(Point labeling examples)

>>>>>

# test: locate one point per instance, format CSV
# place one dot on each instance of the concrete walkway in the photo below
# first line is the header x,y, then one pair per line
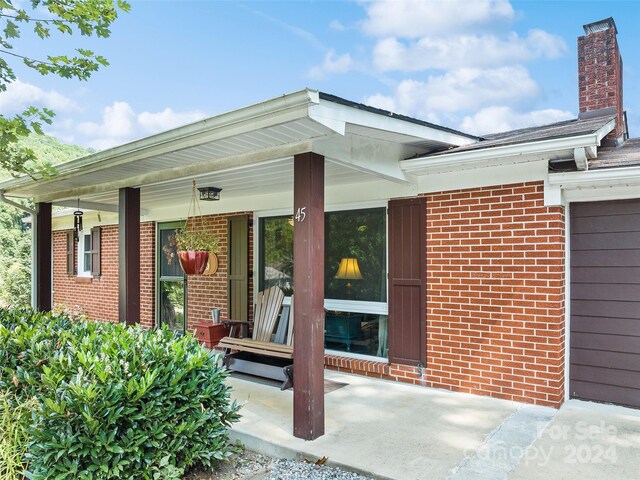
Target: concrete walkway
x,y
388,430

<<<<<
>>>>>

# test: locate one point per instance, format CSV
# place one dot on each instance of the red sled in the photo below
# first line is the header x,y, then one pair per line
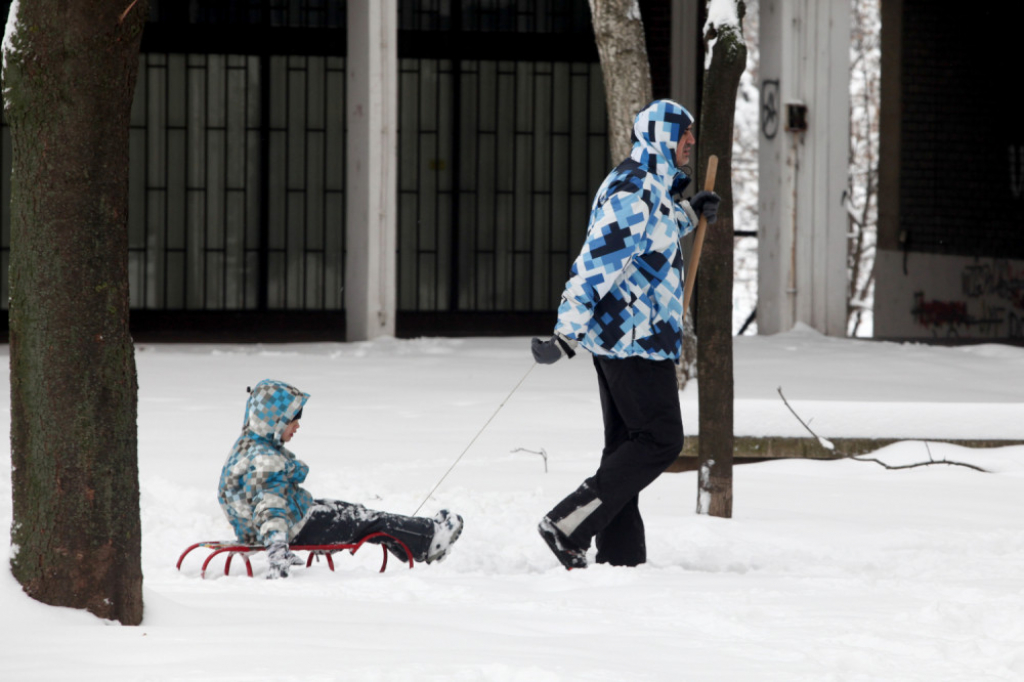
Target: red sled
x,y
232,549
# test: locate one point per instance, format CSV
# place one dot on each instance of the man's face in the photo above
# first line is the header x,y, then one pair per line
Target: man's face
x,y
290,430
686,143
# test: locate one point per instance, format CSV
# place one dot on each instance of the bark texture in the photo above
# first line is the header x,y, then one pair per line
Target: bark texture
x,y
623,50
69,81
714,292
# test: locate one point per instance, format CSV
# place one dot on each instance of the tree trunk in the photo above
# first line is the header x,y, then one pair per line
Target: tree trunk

<<<<<
>>>>>

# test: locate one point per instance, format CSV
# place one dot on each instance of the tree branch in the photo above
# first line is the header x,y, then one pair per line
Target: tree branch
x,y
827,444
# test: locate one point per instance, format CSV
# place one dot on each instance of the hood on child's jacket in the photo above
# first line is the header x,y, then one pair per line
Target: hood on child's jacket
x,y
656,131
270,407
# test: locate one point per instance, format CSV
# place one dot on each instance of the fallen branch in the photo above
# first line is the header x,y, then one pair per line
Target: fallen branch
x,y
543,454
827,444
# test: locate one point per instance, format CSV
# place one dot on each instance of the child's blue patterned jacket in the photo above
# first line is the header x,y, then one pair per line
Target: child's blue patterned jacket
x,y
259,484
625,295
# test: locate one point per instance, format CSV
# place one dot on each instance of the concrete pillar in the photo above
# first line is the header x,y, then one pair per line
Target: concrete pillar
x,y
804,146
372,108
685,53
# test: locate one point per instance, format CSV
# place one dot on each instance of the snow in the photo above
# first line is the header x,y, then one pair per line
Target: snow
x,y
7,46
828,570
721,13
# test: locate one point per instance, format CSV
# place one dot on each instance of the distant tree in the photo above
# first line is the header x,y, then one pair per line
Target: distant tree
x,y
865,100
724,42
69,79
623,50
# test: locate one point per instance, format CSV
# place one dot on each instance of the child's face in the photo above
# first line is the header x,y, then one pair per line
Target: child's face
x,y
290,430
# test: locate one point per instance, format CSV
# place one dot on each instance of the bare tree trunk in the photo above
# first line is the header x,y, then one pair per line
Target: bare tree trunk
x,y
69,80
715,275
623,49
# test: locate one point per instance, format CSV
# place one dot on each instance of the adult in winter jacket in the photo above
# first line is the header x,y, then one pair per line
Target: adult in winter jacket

<<<<<

**Task to carry out:** Return every line of the records that contains the word "fallen", treating uppercase and lowercase letters as different.

**Solution for this problem:**
# place one dot on each instance of the fallen branch in the photo above
Target: fallen branch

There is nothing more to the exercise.